◆ EXERCISE TASKS ◆
1 – In the post about cleaning out a diesel tank, replace "anchor chain" with "mooring chain" in the part that opens with "You can't do" and closes with "in there ...".
2 – In the post about cleaning out a diesel tank, how long does the writer leave the chain in the tank?
3 – Continue the post about cleaning out a diesel tank from its last sentence.

You can't do this but steaming might help by loosening the muck, and you can perhaps flush it out with hot water using a hose through the filler tube.

If it was up to me, and it wasn't practicable to remove the tank, I'd consider cutting a hole and fitting an access hatch.
 
I have no access to my tank save the filler hole, so I do this thing of dropping a length of anchor chain into the tank and leaving it for a few days while the boat tosses and turns on the buoy. (It helps if there's a big storm coming.) Then I hoik it out using the bit of string I tied to one end, and recirculate and filter the diesel. Quite a bit of crud comes out this way. Course, I don't know how much is still in there ...
 
I would think that petrol might be a good solvent rather than acetone, in terms of cost, availability etc. With any of these, beware the fire/explosion risk of the fumes. If you subsequently fill the tank with diesel this will expel most of the remaining vapour, and any minor dregs of liquid petrol in pipes or the bottom surface of the tank will, I was advised on here a while back, mix into the diesel without ill effect on the engine.

◆ INFORMATION SUPPLIED ◆
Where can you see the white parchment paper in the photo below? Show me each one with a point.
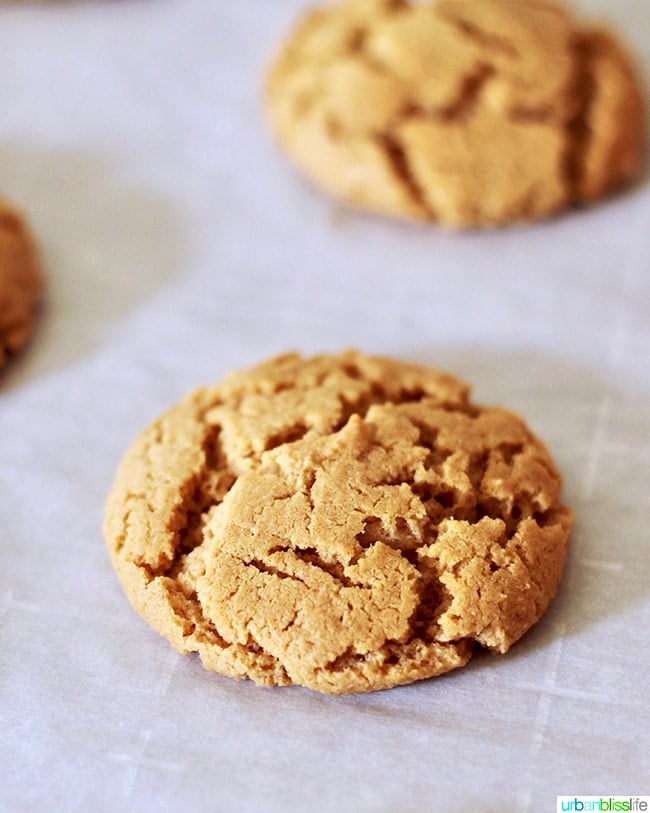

...

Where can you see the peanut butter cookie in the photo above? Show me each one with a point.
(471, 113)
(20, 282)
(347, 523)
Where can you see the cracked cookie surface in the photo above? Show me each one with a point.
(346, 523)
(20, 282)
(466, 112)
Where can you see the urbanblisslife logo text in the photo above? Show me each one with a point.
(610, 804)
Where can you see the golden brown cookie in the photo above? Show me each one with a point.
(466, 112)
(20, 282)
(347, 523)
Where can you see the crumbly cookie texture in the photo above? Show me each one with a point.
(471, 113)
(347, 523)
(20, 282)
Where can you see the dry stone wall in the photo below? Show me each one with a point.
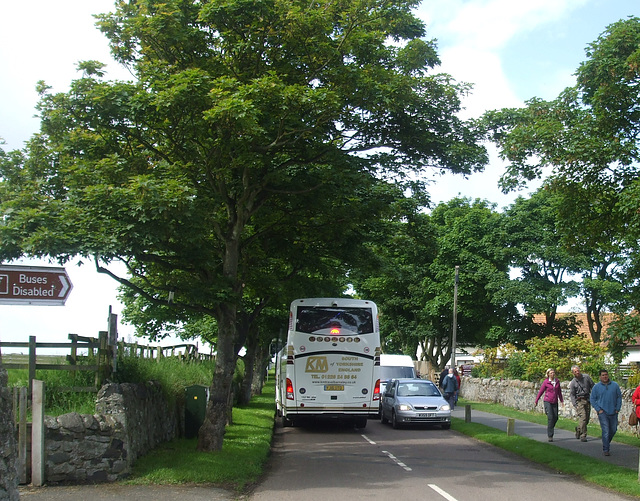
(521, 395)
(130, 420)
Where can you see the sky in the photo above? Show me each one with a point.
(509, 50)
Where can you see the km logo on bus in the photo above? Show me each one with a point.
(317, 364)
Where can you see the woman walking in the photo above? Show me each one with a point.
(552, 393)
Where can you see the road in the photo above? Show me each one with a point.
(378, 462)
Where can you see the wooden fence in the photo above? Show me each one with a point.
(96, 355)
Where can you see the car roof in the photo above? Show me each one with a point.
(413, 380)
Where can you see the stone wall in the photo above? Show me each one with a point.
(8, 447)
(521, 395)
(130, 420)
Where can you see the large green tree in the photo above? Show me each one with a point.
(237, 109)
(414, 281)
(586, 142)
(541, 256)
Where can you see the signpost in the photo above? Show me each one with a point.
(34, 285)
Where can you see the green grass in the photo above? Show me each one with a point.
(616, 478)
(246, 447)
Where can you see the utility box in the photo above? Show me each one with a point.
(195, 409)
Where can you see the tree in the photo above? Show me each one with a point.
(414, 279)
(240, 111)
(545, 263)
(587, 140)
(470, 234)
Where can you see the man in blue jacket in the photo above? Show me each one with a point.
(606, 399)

--

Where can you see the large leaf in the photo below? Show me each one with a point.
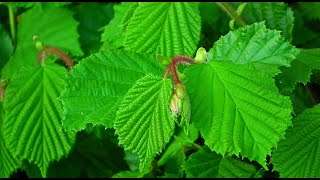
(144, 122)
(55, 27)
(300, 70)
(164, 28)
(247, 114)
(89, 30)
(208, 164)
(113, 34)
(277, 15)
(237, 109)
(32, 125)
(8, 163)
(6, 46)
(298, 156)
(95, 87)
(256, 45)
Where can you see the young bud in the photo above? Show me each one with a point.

◆ RESULTS ◆
1 –
You can't do this but steaming might help by loosening the muck, and you can perhaps flush it out with hot water using a hose through the filler tube.

If it was up to me, and it wasn't practicable to remove the tank, I'd consider cutting a hole and fitting an access hatch.
 
I have no access to my tank save the filler hole, so I do this thing of dropping a length of mooring chain into the tank and leaving it for a few days while the boat tosses and turns on the buoy. (It helps if there's a big storm coming.) Then I hoik it out using the bit of string I tied to one end, and recirculate and filter the diesel. Quite a bit of crud comes out this way. Course, I don't know how much is still in there ...

2 – A few days.

3 –
I am intending to have a go cleaning my own tank. I do have limited access via a small plate in the top of the tank which holds the pick-up tubes for engine and heater, fuel return from the engine, and fuel gauge, but this towards one end of the tank (fortunately the deepest end) and much of it I won't be able to reach by hand.

My aim is just to remove liquid and sludge as far as possible, plus any loose grit in the bottom corner. I am (as yet?) unpersuaded that it will be desirable to try to clean off any solid crud which is attached to the surfaces of the tank. I'm thinking that if it hasn't been washed off by all the violent sloshing about of diesel in the last number of decades it's unlikely to be moving in future.

I am contemplating trying to add an additional permanent pipe to the plate, which would curve down to the very bottom corner of the tank (which is an irregular inverted triangular pyramid shape). This would provide a substitute for a bottom drain - a means of extracting by suction (using a Pela or small hand pump) any water and crud which in future accumulates in the bottom of the tank. I envisage the tube to be in copper, like the existing pipes, and perhaps circa 10mm (rather than the 6mm of the existing fuel supply pipework) to better accommodate any globules of diesel bug. (In an ideal world it could also provide the inlet to a fuel polishing system, but I doubt that will ever happen (and hope it won't become needed!).